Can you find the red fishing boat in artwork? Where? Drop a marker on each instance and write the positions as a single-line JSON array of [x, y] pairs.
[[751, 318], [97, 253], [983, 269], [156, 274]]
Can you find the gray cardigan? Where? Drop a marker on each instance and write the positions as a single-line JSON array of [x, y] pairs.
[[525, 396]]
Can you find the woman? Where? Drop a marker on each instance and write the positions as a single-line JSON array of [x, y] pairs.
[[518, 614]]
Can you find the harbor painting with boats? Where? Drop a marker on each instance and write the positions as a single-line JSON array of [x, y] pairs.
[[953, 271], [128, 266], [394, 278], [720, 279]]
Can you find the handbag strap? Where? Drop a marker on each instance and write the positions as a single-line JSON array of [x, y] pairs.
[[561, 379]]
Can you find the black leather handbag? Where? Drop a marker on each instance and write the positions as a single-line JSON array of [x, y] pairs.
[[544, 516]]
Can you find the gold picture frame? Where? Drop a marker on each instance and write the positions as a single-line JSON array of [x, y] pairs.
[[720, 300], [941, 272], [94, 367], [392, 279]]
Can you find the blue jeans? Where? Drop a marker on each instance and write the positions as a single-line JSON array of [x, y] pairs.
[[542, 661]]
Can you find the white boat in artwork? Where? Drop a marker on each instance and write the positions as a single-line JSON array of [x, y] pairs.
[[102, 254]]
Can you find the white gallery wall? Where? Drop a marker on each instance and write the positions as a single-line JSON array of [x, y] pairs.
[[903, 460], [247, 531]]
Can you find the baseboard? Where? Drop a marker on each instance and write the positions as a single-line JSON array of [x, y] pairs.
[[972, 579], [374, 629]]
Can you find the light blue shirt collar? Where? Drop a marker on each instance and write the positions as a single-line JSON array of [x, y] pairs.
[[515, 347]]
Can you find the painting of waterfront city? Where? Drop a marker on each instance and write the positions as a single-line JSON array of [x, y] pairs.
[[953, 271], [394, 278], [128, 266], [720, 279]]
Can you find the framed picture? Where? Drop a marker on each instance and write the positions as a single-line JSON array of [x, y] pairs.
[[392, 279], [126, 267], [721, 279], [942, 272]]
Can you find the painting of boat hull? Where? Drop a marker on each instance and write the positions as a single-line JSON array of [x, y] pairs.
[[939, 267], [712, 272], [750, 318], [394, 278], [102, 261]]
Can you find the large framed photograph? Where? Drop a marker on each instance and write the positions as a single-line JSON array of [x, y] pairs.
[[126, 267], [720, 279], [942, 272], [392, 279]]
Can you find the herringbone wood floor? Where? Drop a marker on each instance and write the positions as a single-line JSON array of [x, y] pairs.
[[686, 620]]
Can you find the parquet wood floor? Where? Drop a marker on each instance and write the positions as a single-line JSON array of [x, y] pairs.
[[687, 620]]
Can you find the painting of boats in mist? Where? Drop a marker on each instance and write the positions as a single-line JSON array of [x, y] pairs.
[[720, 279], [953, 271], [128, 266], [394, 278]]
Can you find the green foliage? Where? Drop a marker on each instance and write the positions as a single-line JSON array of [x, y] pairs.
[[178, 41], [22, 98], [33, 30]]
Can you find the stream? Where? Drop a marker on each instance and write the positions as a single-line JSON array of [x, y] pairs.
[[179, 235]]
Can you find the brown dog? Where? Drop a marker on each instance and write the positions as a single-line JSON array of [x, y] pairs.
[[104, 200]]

▶ WORK REQUEST: Retype the whole listing above exactly as it appears.

▶ SOLUTION TO THIS TASK:
Can you find the red fishing boat in artwork? Where? Drop a marker on each instance and write the positions as a single-line JSON array of [x, y] pairs.
[[751, 318], [97, 253], [983, 269], [156, 274]]
Can you find the gray cardigan? Where? Drop a marker on each instance and write the positions as a single-line JSON array of [x, y] pairs.
[[525, 396]]
Can you find the woman? Where? Drop a marker on each instance and write the positions as a single-line JSON array of [x, y] pairs.
[[518, 614]]
Can you find the harbor painting with boats? Where? Drop a marker on each instance and write the positions as a single-line JSON array of [x, y] pairs.
[[953, 271], [128, 266], [394, 278], [720, 279]]
Can you find the handbag strap? Where? Drop a marker on each instance and write the positions as a single-line JSON array of [x, y] pairs.
[[561, 379]]
Can you find the black leather handbag? Where? Drop a marker on each instance and write the positions as a single-line JSON array of [x, y] pairs.
[[544, 516]]
Can you find the gold picture frame? Where? Drop a marker on each instance and write the positions as a single-line JSON array of [x, y] pairs.
[[720, 300], [941, 272], [94, 367], [392, 279]]
Can you find the blue jeans? Where? Drop a marker on each instance and write the positions as a single-line JSON array of [x, y] pairs.
[[542, 661]]
Can you find the white boat in artwork? Where? Drop a marker on each instance and write the positions as a single-line JSON array of [x, y] pairs.
[[102, 254]]
Can you find the white gallery wall? Where? Drop a marker on each instance and write the positions as a single-line JSON array of [x, y] pairs.
[[903, 460], [247, 531]]
Can you find the baseboard? Where? Drop a marker on each instance and write the positions as a single-line JSON array of [x, y] pairs.
[[972, 579], [374, 629]]
Can you find the light blue shirt collar? Where? Drop a marker on each instance and write the positions as a single-line JSON array of [x, y] pairs.
[[515, 347]]
Can you find the painting of waterfront city? Where? Drop a marker on each instance and write the positions as a single-line JSON array of [x, y] pairs.
[[953, 271], [394, 278], [128, 266], [720, 279]]
Can you find the framed picture? Where? Drop a marker on each instance and write the positions as a single-line JSON array of [x, y] pairs.
[[392, 279], [126, 267], [721, 279], [942, 272]]
Can you find the painting of boat hull? Where? Drop a marker on each instance and write the positions as a single-line JSON array of [x, y] pairs.
[[939, 267], [712, 272], [750, 318], [394, 278], [102, 261]]
Can you find the large framed photograph? Where? Drop a marker on each instance and write the positions as a single-line JSON array of [x, y] pairs.
[[126, 267], [720, 279], [942, 272], [392, 279]]
Can you find the herringbone wood floor? Where? Drop a marker on each instance and write the positions as a single-line JSON array of [x, y] pairs.
[[686, 620]]
Can you find the parquet wood floor? Where? Drop a marker on each instance and write the positions as a single-line JSON array of [x, y] pairs.
[[687, 620]]
Can you find the painting of boats in mist? Where? Drop a marker on each instance and write the positions as a single-line JSON array of [x, y] pairs.
[[720, 279], [953, 271], [128, 266], [394, 278]]
Can you find the green foliage? Where? Drop a marker on each instance and write the positions as a single-line JSON array of [x, y] pairs.
[[178, 41], [22, 98], [33, 30]]
Can you find the stream? Where? Drop a marker on each instance and write the positions as a single-line JSON array of [x, y] pairs.
[[179, 235]]
Can you find the brown dog? Where? Drop a marker on each instance and write the positions as a single-line JSON array of [x, y] pairs.
[[104, 200]]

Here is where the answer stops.